### [Exercise materials]
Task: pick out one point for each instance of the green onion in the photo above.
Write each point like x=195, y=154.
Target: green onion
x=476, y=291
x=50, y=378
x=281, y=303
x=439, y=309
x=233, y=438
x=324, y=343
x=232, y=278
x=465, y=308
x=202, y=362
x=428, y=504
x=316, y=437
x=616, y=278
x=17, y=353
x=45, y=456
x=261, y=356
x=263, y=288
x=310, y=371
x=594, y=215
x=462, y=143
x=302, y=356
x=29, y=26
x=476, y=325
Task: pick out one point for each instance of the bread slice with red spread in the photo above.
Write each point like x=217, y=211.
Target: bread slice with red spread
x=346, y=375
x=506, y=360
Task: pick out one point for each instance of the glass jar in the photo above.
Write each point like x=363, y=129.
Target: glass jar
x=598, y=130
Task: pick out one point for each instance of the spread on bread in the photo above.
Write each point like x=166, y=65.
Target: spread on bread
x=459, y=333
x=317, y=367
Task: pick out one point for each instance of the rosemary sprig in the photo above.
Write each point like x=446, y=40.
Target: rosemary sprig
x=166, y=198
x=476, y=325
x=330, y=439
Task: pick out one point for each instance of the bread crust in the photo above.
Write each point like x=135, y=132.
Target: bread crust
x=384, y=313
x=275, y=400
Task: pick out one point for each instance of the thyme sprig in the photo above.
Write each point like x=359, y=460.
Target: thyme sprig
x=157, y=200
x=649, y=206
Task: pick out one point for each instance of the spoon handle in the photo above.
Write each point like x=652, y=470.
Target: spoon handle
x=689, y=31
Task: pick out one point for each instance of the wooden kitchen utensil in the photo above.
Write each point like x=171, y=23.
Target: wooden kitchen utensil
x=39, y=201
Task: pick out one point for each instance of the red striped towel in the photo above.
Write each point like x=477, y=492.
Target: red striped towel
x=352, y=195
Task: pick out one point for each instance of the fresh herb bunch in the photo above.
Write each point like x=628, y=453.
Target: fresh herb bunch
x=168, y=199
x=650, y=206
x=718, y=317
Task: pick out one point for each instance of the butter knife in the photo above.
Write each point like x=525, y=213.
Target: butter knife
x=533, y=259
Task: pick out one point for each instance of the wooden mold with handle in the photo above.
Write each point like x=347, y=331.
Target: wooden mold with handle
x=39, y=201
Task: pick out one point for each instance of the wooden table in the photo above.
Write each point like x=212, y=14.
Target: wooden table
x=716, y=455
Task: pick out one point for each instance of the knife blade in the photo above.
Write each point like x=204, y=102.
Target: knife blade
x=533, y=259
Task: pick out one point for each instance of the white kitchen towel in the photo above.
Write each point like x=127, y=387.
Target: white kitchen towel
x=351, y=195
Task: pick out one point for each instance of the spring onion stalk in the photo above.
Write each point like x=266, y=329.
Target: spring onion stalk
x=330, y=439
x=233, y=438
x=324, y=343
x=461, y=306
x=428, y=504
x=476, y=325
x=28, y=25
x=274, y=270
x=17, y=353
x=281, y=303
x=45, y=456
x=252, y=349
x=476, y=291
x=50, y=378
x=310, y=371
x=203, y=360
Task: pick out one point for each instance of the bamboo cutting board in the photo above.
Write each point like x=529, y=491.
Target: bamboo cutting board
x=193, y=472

### [Your task]
Can you reproduce, word for word, the lines of the records starting at the line containing "Task: pick out one point for each instance of the thyme" and ending at the line containing "x=718, y=317", with both of those lines included?

### [Result for this task]
Task: pick out one point for each instance of the thyme sprig in the photo above.
Write each point like x=359, y=460.
Target: thyme sprig
x=157, y=200
x=649, y=206
Task: pick out one point for each instance of the spoon handle in the photo above.
Write each point like x=652, y=470.
Target: spoon handle
x=689, y=31
Task: pick out one point for each instance of the wooden kitchen utensil in the photo above.
Write each point like x=171, y=23.
Target: wooden kitchen utensil
x=39, y=201
Task: pick out one point for each instance of the red striped towel in the photo above.
Write each point like x=477, y=492.
Target: red striped towel
x=352, y=195
Task: pick out one point for each instance of the fresh herb bunch in the photo above.
Write each point like x=628, y=453.
Target: fresh herb bunch
x=168, y=199
x=650, y=206
x=718, y=317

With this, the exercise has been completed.